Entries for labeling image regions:
..........

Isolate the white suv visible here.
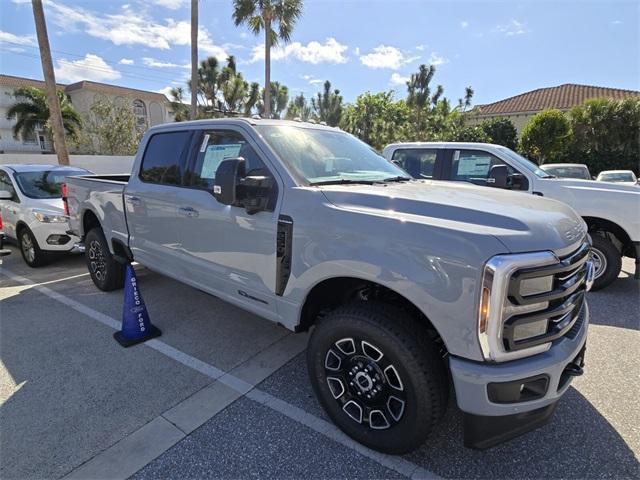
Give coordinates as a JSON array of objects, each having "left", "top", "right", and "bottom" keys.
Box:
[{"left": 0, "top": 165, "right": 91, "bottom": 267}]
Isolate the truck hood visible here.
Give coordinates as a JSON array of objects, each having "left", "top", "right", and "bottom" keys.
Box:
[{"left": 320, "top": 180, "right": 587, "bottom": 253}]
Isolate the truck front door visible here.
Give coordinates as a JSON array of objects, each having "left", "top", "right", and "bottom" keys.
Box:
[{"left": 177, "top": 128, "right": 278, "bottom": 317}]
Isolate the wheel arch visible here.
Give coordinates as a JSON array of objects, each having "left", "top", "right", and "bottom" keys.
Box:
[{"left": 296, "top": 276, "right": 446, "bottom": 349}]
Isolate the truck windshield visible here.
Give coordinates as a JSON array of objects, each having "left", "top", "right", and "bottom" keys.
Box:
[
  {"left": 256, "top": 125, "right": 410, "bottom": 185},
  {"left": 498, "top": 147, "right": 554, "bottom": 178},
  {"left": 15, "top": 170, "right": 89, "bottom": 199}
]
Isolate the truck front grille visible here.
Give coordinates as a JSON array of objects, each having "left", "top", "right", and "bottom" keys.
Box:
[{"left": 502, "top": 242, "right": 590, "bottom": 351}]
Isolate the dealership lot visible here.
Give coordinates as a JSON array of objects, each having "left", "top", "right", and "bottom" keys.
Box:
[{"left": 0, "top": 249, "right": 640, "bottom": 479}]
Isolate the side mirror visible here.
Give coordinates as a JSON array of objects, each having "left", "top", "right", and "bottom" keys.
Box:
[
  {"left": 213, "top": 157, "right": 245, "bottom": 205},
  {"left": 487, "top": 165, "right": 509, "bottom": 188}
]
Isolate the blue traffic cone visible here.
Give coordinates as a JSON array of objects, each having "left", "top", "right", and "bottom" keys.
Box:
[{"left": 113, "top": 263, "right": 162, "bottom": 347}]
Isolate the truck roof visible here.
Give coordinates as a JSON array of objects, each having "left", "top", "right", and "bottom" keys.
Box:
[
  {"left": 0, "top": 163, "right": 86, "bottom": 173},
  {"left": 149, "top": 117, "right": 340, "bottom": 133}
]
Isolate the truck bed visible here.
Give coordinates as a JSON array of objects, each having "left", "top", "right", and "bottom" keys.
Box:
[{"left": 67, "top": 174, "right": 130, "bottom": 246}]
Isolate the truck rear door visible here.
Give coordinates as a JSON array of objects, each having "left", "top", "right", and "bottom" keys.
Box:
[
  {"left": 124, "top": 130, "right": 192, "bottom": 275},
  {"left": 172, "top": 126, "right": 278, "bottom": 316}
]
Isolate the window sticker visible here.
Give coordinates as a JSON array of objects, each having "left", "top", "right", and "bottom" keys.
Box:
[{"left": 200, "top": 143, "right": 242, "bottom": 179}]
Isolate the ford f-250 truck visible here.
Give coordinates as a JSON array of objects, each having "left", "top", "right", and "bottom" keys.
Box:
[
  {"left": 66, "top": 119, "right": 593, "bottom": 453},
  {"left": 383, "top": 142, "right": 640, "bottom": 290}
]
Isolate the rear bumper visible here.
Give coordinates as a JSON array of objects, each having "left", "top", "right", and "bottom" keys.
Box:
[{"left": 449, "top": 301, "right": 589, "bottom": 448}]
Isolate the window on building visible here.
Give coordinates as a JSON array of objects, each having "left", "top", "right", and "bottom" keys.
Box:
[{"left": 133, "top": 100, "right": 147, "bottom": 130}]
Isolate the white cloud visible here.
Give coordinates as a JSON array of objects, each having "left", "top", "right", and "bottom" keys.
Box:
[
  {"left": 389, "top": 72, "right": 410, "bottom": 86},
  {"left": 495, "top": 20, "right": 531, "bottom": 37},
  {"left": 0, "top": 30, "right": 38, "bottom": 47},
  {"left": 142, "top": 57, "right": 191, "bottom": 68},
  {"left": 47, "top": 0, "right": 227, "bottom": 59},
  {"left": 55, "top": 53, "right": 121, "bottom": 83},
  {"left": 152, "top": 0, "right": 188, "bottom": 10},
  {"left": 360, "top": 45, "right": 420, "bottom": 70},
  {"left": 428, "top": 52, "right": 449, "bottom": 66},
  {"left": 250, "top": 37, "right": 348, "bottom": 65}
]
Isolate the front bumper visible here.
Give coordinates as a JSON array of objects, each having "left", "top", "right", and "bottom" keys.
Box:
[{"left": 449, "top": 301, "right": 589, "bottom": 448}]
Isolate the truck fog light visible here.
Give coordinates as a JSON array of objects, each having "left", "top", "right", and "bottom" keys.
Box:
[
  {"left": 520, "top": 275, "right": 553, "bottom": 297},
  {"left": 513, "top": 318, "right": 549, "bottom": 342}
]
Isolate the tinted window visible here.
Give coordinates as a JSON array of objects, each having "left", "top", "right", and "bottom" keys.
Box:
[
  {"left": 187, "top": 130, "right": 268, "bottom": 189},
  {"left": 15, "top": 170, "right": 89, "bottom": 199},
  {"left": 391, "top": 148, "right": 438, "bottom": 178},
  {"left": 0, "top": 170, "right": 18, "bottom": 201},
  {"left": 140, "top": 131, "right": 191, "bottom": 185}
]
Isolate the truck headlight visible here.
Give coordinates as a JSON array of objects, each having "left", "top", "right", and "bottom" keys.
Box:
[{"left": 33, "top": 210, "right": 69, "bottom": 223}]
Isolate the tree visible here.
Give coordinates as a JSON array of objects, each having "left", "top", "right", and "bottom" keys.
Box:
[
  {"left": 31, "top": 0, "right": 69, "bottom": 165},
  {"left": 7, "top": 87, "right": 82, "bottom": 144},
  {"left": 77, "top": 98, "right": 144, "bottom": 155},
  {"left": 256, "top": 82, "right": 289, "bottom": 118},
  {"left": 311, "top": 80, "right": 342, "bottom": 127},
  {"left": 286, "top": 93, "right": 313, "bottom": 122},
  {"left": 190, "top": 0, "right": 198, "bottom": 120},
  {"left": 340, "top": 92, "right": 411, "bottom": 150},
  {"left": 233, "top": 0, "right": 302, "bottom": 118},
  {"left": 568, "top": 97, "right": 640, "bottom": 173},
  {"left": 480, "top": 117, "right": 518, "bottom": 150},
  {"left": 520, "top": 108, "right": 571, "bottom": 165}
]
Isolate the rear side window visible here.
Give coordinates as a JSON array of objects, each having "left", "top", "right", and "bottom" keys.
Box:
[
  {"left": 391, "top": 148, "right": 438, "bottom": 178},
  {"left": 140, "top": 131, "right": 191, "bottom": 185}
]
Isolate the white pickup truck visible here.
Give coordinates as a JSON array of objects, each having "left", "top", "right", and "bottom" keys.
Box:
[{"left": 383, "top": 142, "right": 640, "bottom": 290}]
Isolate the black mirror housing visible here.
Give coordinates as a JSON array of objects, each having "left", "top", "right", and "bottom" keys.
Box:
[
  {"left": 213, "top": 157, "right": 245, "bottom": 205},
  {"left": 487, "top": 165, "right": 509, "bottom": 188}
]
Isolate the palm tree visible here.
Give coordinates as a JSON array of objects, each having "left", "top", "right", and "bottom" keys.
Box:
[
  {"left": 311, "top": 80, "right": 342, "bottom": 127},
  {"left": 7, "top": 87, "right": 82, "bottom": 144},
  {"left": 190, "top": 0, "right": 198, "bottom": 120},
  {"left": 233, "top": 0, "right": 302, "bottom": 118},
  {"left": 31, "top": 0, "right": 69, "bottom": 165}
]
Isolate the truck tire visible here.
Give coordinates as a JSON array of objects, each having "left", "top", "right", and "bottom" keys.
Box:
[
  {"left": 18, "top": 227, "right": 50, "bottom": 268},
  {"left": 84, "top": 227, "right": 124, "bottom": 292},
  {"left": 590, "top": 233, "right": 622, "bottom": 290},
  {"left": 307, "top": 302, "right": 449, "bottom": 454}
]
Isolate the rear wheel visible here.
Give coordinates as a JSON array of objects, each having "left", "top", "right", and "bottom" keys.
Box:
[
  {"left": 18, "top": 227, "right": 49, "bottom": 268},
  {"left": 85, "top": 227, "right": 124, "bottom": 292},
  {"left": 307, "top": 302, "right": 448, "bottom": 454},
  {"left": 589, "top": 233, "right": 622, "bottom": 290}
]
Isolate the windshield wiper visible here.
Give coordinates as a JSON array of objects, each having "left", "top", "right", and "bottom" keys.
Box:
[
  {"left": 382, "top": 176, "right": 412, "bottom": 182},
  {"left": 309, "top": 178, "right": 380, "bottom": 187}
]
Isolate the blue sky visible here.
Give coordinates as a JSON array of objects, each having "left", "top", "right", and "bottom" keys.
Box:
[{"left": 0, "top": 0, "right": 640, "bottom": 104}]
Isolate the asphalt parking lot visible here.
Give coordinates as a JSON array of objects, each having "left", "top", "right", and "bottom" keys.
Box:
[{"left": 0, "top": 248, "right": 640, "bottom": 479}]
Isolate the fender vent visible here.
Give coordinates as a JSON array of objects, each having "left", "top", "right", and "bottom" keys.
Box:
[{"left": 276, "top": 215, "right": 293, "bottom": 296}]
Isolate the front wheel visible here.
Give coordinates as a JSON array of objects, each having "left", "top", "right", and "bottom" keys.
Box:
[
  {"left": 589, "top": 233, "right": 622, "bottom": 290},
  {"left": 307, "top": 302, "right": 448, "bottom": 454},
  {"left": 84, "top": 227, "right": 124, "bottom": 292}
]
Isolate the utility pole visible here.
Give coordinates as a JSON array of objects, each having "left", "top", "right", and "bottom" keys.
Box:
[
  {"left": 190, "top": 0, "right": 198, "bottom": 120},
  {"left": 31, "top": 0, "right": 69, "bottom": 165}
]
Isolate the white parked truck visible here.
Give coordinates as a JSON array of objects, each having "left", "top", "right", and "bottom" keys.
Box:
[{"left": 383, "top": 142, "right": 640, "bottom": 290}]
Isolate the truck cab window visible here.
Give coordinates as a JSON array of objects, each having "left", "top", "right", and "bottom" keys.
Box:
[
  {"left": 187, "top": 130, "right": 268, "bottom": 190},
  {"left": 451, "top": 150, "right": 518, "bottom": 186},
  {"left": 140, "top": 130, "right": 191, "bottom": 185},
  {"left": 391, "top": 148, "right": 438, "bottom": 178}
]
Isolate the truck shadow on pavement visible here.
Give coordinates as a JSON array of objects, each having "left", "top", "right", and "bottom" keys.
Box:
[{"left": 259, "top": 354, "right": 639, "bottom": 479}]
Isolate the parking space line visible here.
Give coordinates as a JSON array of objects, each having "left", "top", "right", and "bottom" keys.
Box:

..........

Problem description:
Locate each line above that contains the word "side" and copy those lines out in full.

Answer in full:
Isolate the side mirror visible here.
Isolate the rear side window visible here.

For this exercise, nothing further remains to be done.